What the task asks: How many lines in the data below contain the string "fender"? Matching is case-sensitive, and the reply should be the number alone.

Data provided:
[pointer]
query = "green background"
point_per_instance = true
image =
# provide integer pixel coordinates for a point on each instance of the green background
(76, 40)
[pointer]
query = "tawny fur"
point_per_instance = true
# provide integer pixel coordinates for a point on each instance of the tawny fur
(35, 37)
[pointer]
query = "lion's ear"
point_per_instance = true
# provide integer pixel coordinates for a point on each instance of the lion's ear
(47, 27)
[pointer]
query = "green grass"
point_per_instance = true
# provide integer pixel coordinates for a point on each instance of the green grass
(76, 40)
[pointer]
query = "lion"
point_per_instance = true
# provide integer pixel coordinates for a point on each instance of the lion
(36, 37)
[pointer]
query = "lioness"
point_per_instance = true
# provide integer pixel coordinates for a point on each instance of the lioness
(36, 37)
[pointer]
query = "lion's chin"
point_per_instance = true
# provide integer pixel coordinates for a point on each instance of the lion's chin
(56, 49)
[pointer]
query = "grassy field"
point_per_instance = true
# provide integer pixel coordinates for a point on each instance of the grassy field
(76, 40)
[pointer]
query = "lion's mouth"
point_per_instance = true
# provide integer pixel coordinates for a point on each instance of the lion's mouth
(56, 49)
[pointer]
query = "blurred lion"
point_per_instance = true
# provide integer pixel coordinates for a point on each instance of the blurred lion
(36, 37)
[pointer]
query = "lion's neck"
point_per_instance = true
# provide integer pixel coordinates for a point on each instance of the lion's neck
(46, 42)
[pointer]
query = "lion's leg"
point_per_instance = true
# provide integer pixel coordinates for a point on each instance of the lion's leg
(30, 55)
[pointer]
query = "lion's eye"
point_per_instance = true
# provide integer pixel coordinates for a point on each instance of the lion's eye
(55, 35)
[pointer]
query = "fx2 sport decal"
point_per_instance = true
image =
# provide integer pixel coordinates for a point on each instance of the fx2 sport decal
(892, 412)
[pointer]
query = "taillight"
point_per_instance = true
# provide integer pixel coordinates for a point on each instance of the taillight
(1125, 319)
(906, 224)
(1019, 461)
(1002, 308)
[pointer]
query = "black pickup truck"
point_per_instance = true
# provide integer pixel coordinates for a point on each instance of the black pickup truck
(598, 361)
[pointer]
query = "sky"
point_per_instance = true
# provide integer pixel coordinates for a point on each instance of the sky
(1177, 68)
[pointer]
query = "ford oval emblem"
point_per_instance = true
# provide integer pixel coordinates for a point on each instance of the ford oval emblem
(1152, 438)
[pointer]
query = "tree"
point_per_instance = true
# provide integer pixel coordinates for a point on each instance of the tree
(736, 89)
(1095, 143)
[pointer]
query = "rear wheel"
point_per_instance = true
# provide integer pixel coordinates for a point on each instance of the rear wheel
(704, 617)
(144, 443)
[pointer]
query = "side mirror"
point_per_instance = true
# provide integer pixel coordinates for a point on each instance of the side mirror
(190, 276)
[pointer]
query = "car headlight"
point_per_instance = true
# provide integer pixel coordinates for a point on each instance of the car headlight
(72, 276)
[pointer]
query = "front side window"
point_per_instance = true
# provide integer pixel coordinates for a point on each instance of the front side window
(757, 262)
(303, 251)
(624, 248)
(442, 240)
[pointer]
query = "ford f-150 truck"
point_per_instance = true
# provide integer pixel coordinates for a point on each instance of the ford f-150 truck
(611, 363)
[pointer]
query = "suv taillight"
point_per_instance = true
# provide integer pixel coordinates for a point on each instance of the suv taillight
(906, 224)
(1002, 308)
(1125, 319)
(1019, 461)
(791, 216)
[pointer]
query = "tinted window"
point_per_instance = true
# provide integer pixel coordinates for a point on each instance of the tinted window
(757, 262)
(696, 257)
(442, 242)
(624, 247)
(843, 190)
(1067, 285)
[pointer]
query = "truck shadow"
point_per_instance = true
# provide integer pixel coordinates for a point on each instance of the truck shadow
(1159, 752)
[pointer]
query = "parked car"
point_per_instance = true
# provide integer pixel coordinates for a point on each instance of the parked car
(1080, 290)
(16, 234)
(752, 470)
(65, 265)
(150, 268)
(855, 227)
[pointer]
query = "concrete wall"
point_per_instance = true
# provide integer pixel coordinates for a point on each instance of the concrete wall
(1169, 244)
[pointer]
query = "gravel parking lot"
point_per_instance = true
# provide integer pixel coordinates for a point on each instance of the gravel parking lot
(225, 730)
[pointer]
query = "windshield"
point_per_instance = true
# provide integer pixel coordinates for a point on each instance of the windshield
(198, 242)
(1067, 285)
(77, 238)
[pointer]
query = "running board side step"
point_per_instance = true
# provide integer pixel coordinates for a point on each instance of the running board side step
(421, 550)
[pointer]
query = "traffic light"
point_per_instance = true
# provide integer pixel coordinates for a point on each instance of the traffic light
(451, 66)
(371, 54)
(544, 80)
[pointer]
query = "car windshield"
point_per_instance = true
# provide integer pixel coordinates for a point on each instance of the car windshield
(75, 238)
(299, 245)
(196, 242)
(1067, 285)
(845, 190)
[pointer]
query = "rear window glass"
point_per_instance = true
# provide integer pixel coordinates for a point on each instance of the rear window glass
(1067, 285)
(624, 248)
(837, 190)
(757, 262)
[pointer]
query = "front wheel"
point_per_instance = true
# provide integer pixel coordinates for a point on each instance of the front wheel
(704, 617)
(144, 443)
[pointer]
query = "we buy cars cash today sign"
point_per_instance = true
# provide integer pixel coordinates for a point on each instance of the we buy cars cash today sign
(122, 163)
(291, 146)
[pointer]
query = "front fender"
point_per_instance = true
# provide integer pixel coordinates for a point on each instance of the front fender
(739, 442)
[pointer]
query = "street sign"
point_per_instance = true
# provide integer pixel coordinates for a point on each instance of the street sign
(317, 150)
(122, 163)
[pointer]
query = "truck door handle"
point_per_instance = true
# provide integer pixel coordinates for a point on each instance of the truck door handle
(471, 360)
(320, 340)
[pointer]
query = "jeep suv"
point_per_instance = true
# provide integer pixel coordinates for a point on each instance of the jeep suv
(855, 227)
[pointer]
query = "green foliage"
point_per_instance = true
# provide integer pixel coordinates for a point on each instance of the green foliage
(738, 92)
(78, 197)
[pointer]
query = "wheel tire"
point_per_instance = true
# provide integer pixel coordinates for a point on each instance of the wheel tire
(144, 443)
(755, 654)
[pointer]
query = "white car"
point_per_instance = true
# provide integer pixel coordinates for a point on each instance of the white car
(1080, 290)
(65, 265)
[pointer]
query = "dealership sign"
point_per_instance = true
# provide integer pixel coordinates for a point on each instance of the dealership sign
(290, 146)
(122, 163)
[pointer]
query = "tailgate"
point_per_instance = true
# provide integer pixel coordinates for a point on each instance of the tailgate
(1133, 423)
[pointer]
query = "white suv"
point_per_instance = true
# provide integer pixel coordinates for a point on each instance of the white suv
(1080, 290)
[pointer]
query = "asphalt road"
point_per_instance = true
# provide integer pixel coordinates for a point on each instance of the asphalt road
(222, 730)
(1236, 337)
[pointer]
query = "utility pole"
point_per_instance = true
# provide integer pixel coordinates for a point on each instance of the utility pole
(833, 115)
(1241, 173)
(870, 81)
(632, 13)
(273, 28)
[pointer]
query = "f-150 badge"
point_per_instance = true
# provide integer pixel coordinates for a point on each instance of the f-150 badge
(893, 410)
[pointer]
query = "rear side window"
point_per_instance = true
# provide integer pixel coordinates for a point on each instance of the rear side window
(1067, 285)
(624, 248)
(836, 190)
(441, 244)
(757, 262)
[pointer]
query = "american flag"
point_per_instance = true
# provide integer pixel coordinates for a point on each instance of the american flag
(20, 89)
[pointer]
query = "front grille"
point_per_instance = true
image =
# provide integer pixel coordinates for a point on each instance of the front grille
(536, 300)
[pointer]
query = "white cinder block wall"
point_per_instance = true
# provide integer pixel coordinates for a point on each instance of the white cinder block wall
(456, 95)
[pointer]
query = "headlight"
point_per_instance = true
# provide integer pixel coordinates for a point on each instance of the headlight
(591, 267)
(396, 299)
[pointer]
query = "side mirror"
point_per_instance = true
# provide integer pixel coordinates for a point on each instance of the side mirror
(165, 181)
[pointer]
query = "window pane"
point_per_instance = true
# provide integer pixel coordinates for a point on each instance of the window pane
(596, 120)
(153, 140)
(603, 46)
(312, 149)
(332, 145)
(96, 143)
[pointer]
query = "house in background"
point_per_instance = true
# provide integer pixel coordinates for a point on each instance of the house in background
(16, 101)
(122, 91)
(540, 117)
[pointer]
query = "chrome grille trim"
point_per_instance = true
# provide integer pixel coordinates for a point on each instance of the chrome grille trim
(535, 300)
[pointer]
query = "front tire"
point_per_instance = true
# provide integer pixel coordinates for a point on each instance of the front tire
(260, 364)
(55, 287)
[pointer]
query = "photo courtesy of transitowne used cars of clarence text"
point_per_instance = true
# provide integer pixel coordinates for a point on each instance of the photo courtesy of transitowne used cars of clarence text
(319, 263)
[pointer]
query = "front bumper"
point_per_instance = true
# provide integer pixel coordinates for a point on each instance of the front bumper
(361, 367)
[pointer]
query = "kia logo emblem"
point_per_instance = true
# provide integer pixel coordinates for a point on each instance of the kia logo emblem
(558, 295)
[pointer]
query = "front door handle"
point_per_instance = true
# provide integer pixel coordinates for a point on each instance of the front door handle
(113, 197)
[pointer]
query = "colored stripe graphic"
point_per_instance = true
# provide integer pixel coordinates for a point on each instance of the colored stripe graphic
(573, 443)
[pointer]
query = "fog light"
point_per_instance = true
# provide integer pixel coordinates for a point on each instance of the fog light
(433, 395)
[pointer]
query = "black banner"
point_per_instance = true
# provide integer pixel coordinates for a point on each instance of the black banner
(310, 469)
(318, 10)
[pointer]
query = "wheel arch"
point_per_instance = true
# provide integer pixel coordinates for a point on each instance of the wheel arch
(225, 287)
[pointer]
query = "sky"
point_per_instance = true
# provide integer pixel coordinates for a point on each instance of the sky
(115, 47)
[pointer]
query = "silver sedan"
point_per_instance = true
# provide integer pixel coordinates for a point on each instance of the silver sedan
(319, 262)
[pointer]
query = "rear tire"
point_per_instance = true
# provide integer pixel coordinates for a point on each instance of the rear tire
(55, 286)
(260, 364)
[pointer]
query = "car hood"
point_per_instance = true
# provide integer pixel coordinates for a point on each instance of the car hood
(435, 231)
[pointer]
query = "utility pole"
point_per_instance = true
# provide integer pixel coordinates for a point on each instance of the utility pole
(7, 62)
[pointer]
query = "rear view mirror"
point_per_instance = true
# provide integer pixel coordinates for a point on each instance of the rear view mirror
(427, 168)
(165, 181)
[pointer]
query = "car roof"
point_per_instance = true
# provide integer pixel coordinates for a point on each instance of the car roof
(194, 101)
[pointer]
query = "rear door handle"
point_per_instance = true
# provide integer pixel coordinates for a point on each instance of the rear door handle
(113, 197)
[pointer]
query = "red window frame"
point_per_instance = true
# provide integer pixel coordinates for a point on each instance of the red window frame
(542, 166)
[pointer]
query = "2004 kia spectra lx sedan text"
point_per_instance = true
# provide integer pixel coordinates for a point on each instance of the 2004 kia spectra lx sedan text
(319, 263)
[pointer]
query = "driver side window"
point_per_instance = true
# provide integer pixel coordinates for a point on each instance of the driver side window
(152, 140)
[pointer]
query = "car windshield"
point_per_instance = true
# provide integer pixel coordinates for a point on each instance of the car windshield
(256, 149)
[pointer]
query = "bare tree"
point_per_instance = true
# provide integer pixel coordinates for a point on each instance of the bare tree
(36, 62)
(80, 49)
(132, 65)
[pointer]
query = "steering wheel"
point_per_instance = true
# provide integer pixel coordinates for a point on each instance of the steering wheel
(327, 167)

Answer: 2